> _Problem to solve_: Arrange the data from the line with "brown cardboard box" through the line with "203 224 L 175" as a two-column CSV with the columns "prompt" and "response". Give one row for each text and its answer, with each quoted in its own field and line breaks turned into spaces, and leave the pictures out.

> _Excerpts of annotation records_:
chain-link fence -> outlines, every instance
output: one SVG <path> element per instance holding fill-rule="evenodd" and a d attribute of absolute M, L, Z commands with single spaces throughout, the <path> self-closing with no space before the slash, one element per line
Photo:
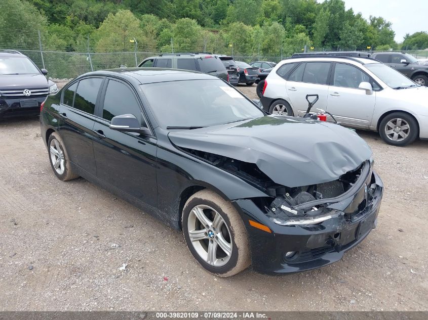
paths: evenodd
<path fill-rule="evenodd" d="M 160 53 L 207 52 L 232 56 L 235 60 L 247 63 L 255 61 L 278 62 L 295 53 L 318 51 L 365 51 L 376 52 L 400 51 L 418 59 L 428 59 L 426 48 L 376 48 L 372 46 L 352 48 L 314 48 L 302 43 L 290 45 L 279 40 L 266 46 L 264 43 L 229 43 L 219 36 L 193 39 L 157 38 L 136 39 L 126 34 L 114 39 L 100 39 L 95 36 L 72 34 L 57 36 L 28 30 L 2 30 L 0 50 L 18 50 L 30 58 L 40 68 L 49 71 L 49 76 L 73 78 L 91 71 L 134 67 L 148 57 Z M 64 50 L 64 48 L 65 50 Z"/>

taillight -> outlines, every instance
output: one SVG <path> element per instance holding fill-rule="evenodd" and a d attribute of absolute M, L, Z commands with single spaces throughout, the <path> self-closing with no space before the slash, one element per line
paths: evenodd
<path fill-rule="evenodd" d="M 264 80 L 264 84 L 263 85 L 263 91 L 261 93 L 262 96 L 264 96 L 264 92 L 266 90 L 266 88 L 267 87 L 267 81 L 265 80 Z"/>

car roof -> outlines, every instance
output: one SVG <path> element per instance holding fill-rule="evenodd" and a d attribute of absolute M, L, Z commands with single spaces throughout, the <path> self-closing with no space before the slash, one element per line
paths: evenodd
<path fill-rule="evenodd" d="M 83 76 L 110 75 L 128 77 L 137 80 L 140 83 L 151 83 L 183 80 L 218 79 L 214 76 L 198 71 L 167 68 L 122 68 L 99 70 L 85 73 Z"/>

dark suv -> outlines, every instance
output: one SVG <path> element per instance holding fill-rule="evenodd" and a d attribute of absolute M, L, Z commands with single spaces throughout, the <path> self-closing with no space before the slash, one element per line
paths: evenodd
<path fill-rule="evenodd" d="M 49 94 L 58 91 L 28 57 L 14 50 L 0 52 L 0 119 L 38 114 L 40 105 Z"/>
<path fill-rule="evenodd" d="M 413 80 L 419 85 L 428 86 L 428 65 L 409 54 L 401 52 L 379 52 L 372 58 Z"/>
<path fill-rule="evenodd" d="M 140 67 L 171 68 L 200 71 L 229 81 L 226 68 L 216 55 L 206 53 L 161 54 L 143 60 Z"/>

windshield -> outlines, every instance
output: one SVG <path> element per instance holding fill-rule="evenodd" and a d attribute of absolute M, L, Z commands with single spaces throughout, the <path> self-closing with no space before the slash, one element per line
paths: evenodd
<path fill-rule="evenodd" d="M 252 68 L 252 67 L 248 63 L 243 62 L 242 61 L 236 61 L 236 63 L 238 66 L 240 68 Z"/>
<path fill-rule="evenodd" d="M 241 93 L 220 79 L 148 83 L 140 87 L 164 129 L 207 127 L 264 115 Z"/>
<path fill-rule="evenodd" d="M 407 77 L 383 63 L 370 63 L 364 66 L 393 89 L 417 85 Z"/>
<path fill-rule="evenodd" d="M 34 74 L 38 69 L 25 57 L 0 57 L 0 74 Z"/>

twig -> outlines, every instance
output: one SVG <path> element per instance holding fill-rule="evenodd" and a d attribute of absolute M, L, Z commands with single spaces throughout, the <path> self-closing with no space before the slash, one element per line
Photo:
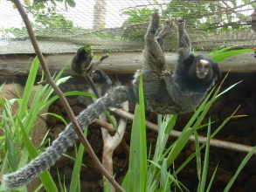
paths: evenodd
<path fill-rule="evenodd" d="M 45 60 L 43 57 L 43 54 L 40 51 L 40 48 L 38 46 L 38 41 L 36 39 L 34 31 L 32 30 L 31 24 L 29 21 L 28 16 L 25 13 L 23 5 L 21 4 L 21 3 L 19 2 L 19 0 L 12 0 L 12 2 L 15 3 L 15 5 L 17 6 L 20 16 L 22 17 L 24 23 L 26 26 L 26 29 L 28 31 L 28 34 L 30 36 L 31 44 L 33 45 L 33 48 L 35 50 L 35 52 L 40 61 L 42 69 L 45 72 L 45 80 L 46 82 L 52 86 L 52 88 L 54 89 L 54 91 L 56 92 L 56 93 L 59 95 L 61 102 L 63 103 L 63 106 L 68 114 L 68 116 L 70 117 L 70 120 L 73 123 L 73 127 L 75 131 L 75 133 L 78 134 L 80 141 L 83 143 L 83 145 L 86 147 L 87 153 L 89 154 L 90 157 L 93 159 L 93 161 L 94 161 L 94 163 L 96 164 L 96 166 L 98 167 L 99 170 L 107 178 L 107 180 L 111 182 L 111 184 L 118 190 L 118 191 L 123 191 L 123 189 L 115 182 L 115 180 L 107 173 L 107 171 L 104 168 L 104 167 L 101 165 L 100 161 L 99 161 L 99 159 L 97 158 L 96 154 L 94 154 L 92 147 L 90 146 L 88 141 L 86 140 L 86 137 L 84 137 L 83 133 L 75 119 L 75 116 L 70 107 L 70 106 L 68 105 L 63 93 L 60 91 L 60 89 L 58 87 L 58 86 L 54 83 L 50 72 L 48 70 L 48 67 L 46 65 Z"/>
<path fill-rule="evenodd" d="M 110 107 L 109 109 L 112 112 L 114 112 L 115 113 L 117 113 L 118 115 L 120 115 L 121 117 L 125 117 L 128 120 L 134 120 L 134 115 L 130 113 L 122 111 L 122 110 L 116 108 L 116 107 Z M 146 120 L 146 127 L 151 130 L 158 131 L 158 128 L 157 128 L 158 127 L 156 124 L 151 123 L 148 120 Z M 170 136 L 179 137 L 181 135 L 181 134 L 182 133 L 179 131 L 172 130 L 170 133 Z M 199 140 L 200 143 L 205 143 L 207 141 L 207 138 L 204 137 L 204 136 L 198 136 L 198 140 Z M 191 135 L 190 137 L 190 141 L 195 141 L 194 135 Z M 239 152 L 246 152 L 246 153 L 249 153 L 253 149 L 253 147 L 251 147 L 251 146 L 246 146 L 246 145 L 242 145 L 242 144 L 228 142 L 228 141 L 225 141 L 216 140 L 216 139 L 211 139 L 210 141 L 210 144 L 211 144 L 211 146 L 214 146 L 217 147 L 222 147 L 222 148 L 226 148 L 226 149 L 239 151 Z M 254 152 L 254 154 L 256 154 L 256 152 Z"/>
<path fill-rule="evenodd" d="M 107 123 L 104 120 L 95 119 L 94 123 L 96 123 L 98 126 L 100 126 L 102 128 L 106 128 L 107 131 L 111 133 L 114 133 L 115 129 L 113 127 L 113 126 L 110 123 Z"/>

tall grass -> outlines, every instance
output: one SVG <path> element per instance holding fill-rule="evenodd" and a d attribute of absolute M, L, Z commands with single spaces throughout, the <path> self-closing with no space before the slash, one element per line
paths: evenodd
<path fill-rule="evenodd" d="M 0 96 L 0 106 L 3 107 L 3 113 L 0 115 L 2 119 L 1 127 L 3 131 L 3 136 L 0 137 L 0 174 L 7 174 L 23 168 L 29 161 L 38 156 L 42 148 L 35 148 L 31 141 L 31 133 L 36 125 L 36 120 L 40 115 L 40 111 L 48 107 L 53 101 L 59 99 L 59 96 L 50 98 L 53 93 L 53 89 L 48 85 L 39 85 L 35 92 L 33 98 L 32 87 L 35 84 L 36 76 L 38 69 L 38 59 L 36 58 L 31 65 L 30 74 L 24 87 L 24 94 L 21 98 L 7 99 Z M 65 83 L 71 77 L 60 78 L 64 70 L 68 64 L 61 70 L 61 72 L 54 77 L 55 83 L 59 86 Z M 41 80 L 43 80 L 44 74 Z M 4 84 L 0 86 L 0 91 L 3 88 Z M 82 92 L 66 93 L 68 95 L 83 95 L 95 97 L 92 93 Z M 28 107 L 29 100 L 32 100 L 31 105 Z M 18 108 L 14 109 L 13 105 L 17 102 Z M 59 116 L 55 116 L 60 118 Z M 44 142 L 44 141 L 43 141 Z M 42 143 L 44 145 L 45 143 Z M 81 149 L 80 149 L 81 150 Z M 80 152 L 79 154 L 81 154 Z M 77 169 L 74 169 L 74 175 L 78 175 Z M 45 171 L 39 175 L 44 188 L 46 191 L 58 192 L 52 176 L 48 171 Z M 41 186 L 42 187 L 42 186 Z M 3 186 L 0 187 L 0 191 L 4 191 Z M 27 191 L 26 187 L 18 189 L 18 191 Z"/>

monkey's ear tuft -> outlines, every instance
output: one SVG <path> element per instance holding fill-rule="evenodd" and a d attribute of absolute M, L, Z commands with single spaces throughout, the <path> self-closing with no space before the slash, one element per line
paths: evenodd
<path fill-rule="evenodd" d="M 186 58 L 183 64 L 185 65 L 192 65 L 194 59 L 195 59 L 195 56 L 193 54 L 190 54 L 188 58 Z"/>
<path fill-rule="evenodd" d="M 219 67 L 218 65 L 218 63 L 213 63 L 212 64 L 212 70 L 218 75 L 218 78 L 221 77 L 221 72 L 220 72 L 220 69 L 219 69 Z"/>

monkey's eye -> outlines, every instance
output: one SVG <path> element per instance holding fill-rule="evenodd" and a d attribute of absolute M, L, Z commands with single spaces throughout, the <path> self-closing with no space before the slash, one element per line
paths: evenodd
<path fill-rule="evenodd" d="M 209 64 L 204 65 L 204 68 L 209 69 L 209 67 L 210 67 L 210 65 Z"/>

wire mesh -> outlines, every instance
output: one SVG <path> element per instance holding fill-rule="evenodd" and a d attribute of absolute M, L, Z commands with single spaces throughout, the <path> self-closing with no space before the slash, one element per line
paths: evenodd
<path fill-rule="evenodd" d="M 176 18 L 183 17 L 195 50 L 255 46 L 251 15 L 256 1 L 212 0 L 23 0 L 43 53 L 142 51 L 150 15 L 173 23 L 166 51 L 176 50 Z M 0 53 L 34 52 L 23 21 L 10 1 L 0 0 Z"/>

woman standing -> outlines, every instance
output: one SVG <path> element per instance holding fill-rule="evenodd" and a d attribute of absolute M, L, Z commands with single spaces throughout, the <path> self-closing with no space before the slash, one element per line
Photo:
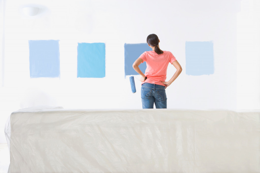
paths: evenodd
<path fill-rule="evenodd" d="M 154 103 L 156 108 L 167 108 L 165 89 L 176 79 L 182 69 L 171 52 L 160 49 L 160 40 L 157 35 L 150 34 L 147 37 L 146 42 L 153 50 L 145 52 L 133 65 L 134 69 L 142 76 L 140 80 L 142 82 L 141 97 L 143 108 L 153 108 Z M 144 74 L 138 66 L 145 61 L 147 67 Z M 165 82 L 169 63 L 177 71 L 170 80 Z"/>

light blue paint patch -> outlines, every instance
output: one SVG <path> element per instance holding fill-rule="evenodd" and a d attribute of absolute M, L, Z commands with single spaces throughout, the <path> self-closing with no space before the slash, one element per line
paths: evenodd
<path fill-rule="evenodd" d="M 30 76 L 31 78 L 60 76 L 58 40 L 29 40 Z"/>
<path fill-rule="evenodd" d="M 213 42 L 186 41 L 186 74 L 199 76 L 214 73 Z"/>
<path fill-rule="evenodd" d="M 133 68 L 133 64 L 142 53 L 146 51 L 153 50 L 147 43 L 125 44 L 125 75 L 139 74 Z M 145 62 L 139 66 L 141 71 L 144 73 L 146 69 Z"/>
<path fill-rule="evenodd" d="M 105 43 L 79 43 L 77 50 L 77 77 L 105 77 Z"/>

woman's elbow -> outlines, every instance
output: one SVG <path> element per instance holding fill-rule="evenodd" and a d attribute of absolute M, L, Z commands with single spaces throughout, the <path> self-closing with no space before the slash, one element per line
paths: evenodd
<path fill-rule="evenodd" d="M 135 63 L 134 63 L 133 64 L 133 68 L 134 68 L 134 69 L 136 67 L 136 66 L 138 66 Z"/>

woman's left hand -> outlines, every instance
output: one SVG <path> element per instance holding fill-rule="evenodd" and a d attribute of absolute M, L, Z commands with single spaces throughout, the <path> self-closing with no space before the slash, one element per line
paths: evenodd
<path fill-rule="evenodd" d="M 145 78 L 146 78 L 145 76 L 144 77 L 142 76 L 141 77 L 141 78 L 140 78 L 140 81 L 141 82 L 143 82 L 145 80 L 145 79 L 146 79 Z"/>
<path fill-rule="evenodd" d="M 166 86 L 165 87 L 165 89 L 171 84 L 171 83 L 170 83 L 169 82 L 163 82 L 162 81 L 160 81 L 160 82 Z"/>

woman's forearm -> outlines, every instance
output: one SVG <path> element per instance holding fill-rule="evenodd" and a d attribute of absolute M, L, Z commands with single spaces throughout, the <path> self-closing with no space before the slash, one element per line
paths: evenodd
<path fill-rule="evenodd" d="M 172 78 L 168 81 L 168 82 L 170 83 L 170 85 L 173 82 L 173 81 L 175 80 L 175 79 L 180 75 L 180 74 L 182 71 L 182 69 L 181 68 L 178 69 L 176 71 L 176 72 L 174 73 L 174 74 L 172 76 Z"/>
<path fill-rule="evenodd" d="M 140 70 L 140 68 L 139 68 L 139 67 L 138 66 L 136 65 L 133 65 L 133 68 L 134 68 L 134 70 L 135 70 L 136 72 L 141 75 L 142 76 L 142 77 L 145 77 L 145 76 L 144 74 L 144 73 L 142 72 L 142 71 L 141 71 L 141 70 Z"/>

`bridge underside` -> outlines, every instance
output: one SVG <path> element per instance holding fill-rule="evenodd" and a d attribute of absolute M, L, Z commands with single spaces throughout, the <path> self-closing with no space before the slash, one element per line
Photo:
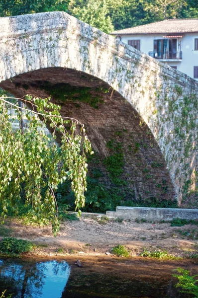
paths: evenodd
<path fill-rule="evenodd" d="M 51 68 L 20 74 L 0 87 L 16 97 L 51 95 L 63 116 L 83 123 L 96 152 L 89 175 L 108 191 L 116 189 L 123 200 L 171 206 L 174 191 L 157 143 L 132 105 L 106 83 Z"/>

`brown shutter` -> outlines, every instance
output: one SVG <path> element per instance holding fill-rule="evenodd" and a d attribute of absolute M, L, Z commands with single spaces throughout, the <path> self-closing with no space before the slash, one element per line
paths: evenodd
<path fill-rule="evenodd" d="M 198 66 L 194 66 L 194 77 L 198 78 Z"/>
<path fill-rule="evenodd" d="M 198 50 L 198 38 L 195 39 L 195 50 Z"/>

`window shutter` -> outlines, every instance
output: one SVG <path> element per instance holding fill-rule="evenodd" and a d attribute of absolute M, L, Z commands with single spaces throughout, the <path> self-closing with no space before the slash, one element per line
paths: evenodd
<path fill-rule="evenodd" d="M 198 78 L 198 66 L 194 66 L 194 78 Z"/>
<path fill-rule="evenodd" d="M 140 40 L 137 40 L 137 49 L 140 50 Z"/>
<path fill-rule="evenodd" d="M 128 40 L 128 44 L 131 47 L 133 47 L 137 50 L 140 50 L 140 40 L 133 39 L 132 40 Z"/>
<path fill-rule="evenodd" d="M 154 40 L 153 51 L 157 52 L 157 39 Z"/>
<path fill-rule="evenodd" d="M 198 38 L 195 39 L 195 50 L 198 50 Z"/>

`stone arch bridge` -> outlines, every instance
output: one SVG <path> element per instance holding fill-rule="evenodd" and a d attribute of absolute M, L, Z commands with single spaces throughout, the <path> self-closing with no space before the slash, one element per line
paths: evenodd
<path fill-rule="evenodd" d="M 196 189 L 193 79 L 62 12 L 0 18 L 0 87 L 85 124 L 90 175 L 123 200 L 168 206 Z"/>

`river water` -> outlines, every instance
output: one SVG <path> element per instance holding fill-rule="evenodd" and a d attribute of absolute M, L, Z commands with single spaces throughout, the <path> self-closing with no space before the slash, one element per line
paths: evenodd
<path fill-rule="evenodd" d="M 85 257 L 0 259 L 0 293 L 13 298 L 190 298 L 174 287 L 173 270 L 198 272 L 196 262 Z"/>

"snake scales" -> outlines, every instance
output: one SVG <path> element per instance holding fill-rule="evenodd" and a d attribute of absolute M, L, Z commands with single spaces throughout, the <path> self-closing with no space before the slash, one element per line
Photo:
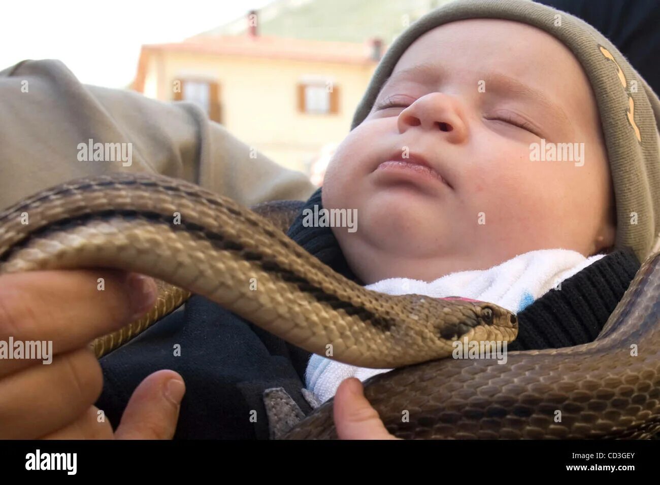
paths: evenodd
<path fill-rule="evenodd" d="M 644 262 L 591 343 L 511 352 L 504 364 L 446 359 L 457 339 L 513 340 L 515 316 L 480 302 L 366 290 L 279 230 L 288 206 L 255 209 L 275 224 L 160 176 L 71 181 L 0 213 L 0 274 L 97 267 L 162 280 L 148 317 L 97 339 L 98 355 L 192 292 L 310 352 L 325 354 L 331 344 L 341 362 L 401 368 L 365 382 L 367 399 L 401 437 L 647 438 L 660 428 L 660 253 Z M 331 406 L 287 437 L 336 437 Z"/>

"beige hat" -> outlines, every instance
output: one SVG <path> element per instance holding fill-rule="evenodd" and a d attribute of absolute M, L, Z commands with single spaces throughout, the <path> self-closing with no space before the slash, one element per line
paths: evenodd
<path fill-rule="evenodd" d="M 404 31 L 381 59 L 353 117 L 366 117 L 403 52 L 420 36 L 466 18 L 501 18 L 537 27 L 571 49 L 595 94 L 616 203 L 618 248 L 630 246 L 644 260 L 660 237 L 660 102 L 611 42 L 570 14 L 528 0 L 458 0 Z"/>

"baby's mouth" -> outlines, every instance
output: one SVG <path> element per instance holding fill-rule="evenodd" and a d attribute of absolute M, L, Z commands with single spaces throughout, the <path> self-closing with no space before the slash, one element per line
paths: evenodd
<path fill-rule="evenodd" d="M 447 187 L 450 188 L 451 187 L 442 176 L 429 166 L 424 161 L 416 158 L 386 160 L 376 168 L 376 171 L 379 170 L 400 172 L 407 174 L 416 174 L 426 179 L 439 180 Z"/>

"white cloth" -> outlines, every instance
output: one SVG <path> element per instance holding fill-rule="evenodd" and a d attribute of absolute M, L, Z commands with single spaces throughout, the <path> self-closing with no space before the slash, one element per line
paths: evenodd
<path fill-rule="evenodd" d="M 560 289 L 562 281 L 604 255 L 587 258 L 568 249 L 532 251 L 489 269 L 454 273 L 430 282 L 391 278 L 365 288 L 390 295 L 461 296 L 493 303 L 517 313 L 550 290 Z M 323 403 L 335 395 L 345 379 L 354 377 L 364 381 L 390 370 L 349 366 L 314 354 L 305 373 L 305 384 Z"/>

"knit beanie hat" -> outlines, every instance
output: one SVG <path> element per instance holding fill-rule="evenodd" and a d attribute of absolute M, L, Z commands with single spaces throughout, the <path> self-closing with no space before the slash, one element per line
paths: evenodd
<path fill-rule="evenodd" d="M 397 37 L 381 59 L 351 129 L 368 115 L 397 61 L 417 38 L 466 18 L 528 24 L 573 52 L 591 84 L 600 114 L 616 204 L 615 247 L 632 247 L 643 261 L 660 232 L 660 102 L 611 42 L 570 14 L 529 0 L 457 0 L 430 12 Z"/>

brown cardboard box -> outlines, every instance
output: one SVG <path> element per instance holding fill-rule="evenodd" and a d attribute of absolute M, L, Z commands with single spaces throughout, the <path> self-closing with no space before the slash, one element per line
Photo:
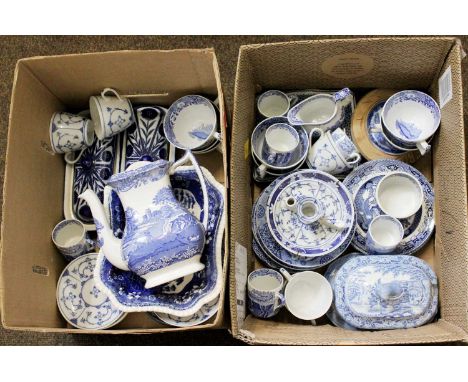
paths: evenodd
<path fill-rule="evenodd" d="M 360 38 L 242 46 L 239 53 L 231 151 L 232 333 L 252 344 L 439 343 L 468 338 L 468 223 L 461 60 L 453 38 Z M 453 98 L 442 108 L 432 158 L 416 163 L 433 181 L 436 233 L 422 258 L 439 278 L 440 314 L 428 325 L 393 331 L 347 331 L 324 322 L 292 320 L 283 312 L 259 320 L 245 311 L 246 275 L 260 266 L 252 253 L 250 214 L 259 189 L 248 152 L 255 94 L 266 89 L 423 89 L 439 100 L 438 79 L 451 67 Z M 236 206 L 236 207 L 235 207 Z M 243 206 L 243 208 L 237 208 Z M 326 320 L 325 320 L 326 321 Z"/>
<path fill-rule="evenodd" d="M 67 325 L 55 300 L 65 262 L 50 235 L 63 219 L 65 166 L 61 155 L 49 153 L 48 126 L 53 112 L 85 109 L 89 97 L 105 87 L 132 95 L 134 101 L 163 106 L 186 94 L 218 97 L 224 154 L 215 151 L 198 159 L 227 186 L 226 116 L 213 49 L 117 51 L 19 60 L 10 108 L 0 259 L 5 328 L 86 332 Z M 224 280 L 227 259 L 225 254 Z M 193 329 L 225 325 L 224 295 L 223 288 L 218 314 Z M 175 330 L 182 329 L 158 324 L 145 313 L 131 313 L 119 325 L 99 333 Z"/>

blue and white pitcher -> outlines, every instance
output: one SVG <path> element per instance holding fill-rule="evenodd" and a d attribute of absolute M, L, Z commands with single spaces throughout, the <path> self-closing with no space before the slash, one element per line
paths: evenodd
<path fill-rule="evenodd" d="M 203 224 L 175 198 L 169 175 L 188 160 L 194 164 L 204 195 L 204 211 L 208 196 L 202 172 L 190 151 L 171 164 L 136 162 L 120 174 L 113 175 L 106 187 L 120 198 L 125 211 L 122 239 L 114 236 L 97 195 L 86 190 L 80 195 L 91 208 L 98 244 L 107 260 L 117 268 L 130 270 L 146 280 L 152 288 L 204 268 L 200 257 L 205 245 L 208 214 Z M 107 190 L 109 191 L 109 190 Z"/>

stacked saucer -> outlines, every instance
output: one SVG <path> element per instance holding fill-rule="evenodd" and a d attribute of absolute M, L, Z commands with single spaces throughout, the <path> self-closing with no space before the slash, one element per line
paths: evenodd
<path fill-rule="evenodd" d="M 271 183 L 252 211 L 253 249 L 271 268 L 321 268 L 338 258 L 355 231 L 352 197 L 338 179 L 301 170 Z"/>

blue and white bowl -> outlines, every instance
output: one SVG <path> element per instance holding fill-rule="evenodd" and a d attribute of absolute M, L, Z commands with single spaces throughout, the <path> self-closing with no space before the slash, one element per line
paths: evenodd
<path fill-rule="evenodd" d="M 205 97 L 187 95 L 168 109 L 164 118 L 166 139 L 182 150 L 203 150 L 220 140 L 216 109 Z"/>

> _Task output_:
prompt,response
"brown cardboard box -> outlines, every instance output: one SVG <path> element per instance holding fill-rule=""evenodd"" and a d attribute of absolute M, L, Z commands with single spaces throughout, the <path> self-closing with no space before the slash, one element per line Photo: paths: evenodd","<path fill-rule=""evenodd"" d=""M 360 38 L 242 46 L 239 53 L 231 151 L 232 333 L 252 344 L 439 343 L 468 338 L 468 223 L 461 60 L 453 38 Z M 453 98 L 442 108 L 432 158 L 416 163 L 433 181 L 436 233 L 422 258 L 439 278 L 440 314 L 428 325 L 393 331 L 347 331 L 324 322 L 292 320 L 283 312 L 259 320 L 245 311 L 246 275 L 260 266 L 252 253 L 250 214 L 259 189 L 248 152 L 255 94 L 266 89 L 423 89 L 439 100 L 438 79 L 451 67 Z M 236 206 L 236 207 L 235 207 Z M 243 206 L 243 208 L 237 208 Z M 326 320 L 325 320 L 326 321 Z""/> <path fill-rule=""evenodd"" d=""M 67 325 L 55 300 L 65 262 L 50 235 L 63 219 L 65 166 L 61 155 L 49 153 L 48 126 L 53 112 L 85 109 L 89 97 L 105 87 L 132 95 L 134 101 L 163 106 L 186 94 L 218 97 L 224 154 L 215 151 L 198 159 L 227 186 L 226 116 L 213 49 L 117 51 L 19 60 L 10 108 L 0 259 L 5 328 L 86 332 Z M 224 280 L 227 259 L 225 254 Z M 193 329 L 225 325 L 224 295 L 223 288 L 218 314 Z M 175 330 L 182 329 L 158 324 L 145 313 L 131 313 L 119 325 L 99 333 Z""/>"
"blue and white pitcher -> outlines, every instance output: one SVG <path> element per instance holding fill-rule=""evenodd"" and a d attribute of absolute M, L, Z commands with single spaces throughout, the <path> self-closing with no space before the slash, one element per line paths: evenodd","<path fill-rule=""evenodd"" d=""M 203 224 L 175 198 L 169 175 L 188 160 L 194 164 L 204 195 L 204 211 L 208 196 L 202 172 L 190 151 L 171 164 L 136 162 L 120 174 L 113 175 L 106 187 L 120 198 L 125 211 L 122 239 L 114 236 L 97 195 L 86 190 L 80 195 L 91 208 L 98 244 L 107 260 L 117 268 L 130 270 L 146 280 L 152 288 L 204 268 L 200 257 L 205 245 L 208 214 Z M 107 190 L 109 191 L 109 190 Z""/>"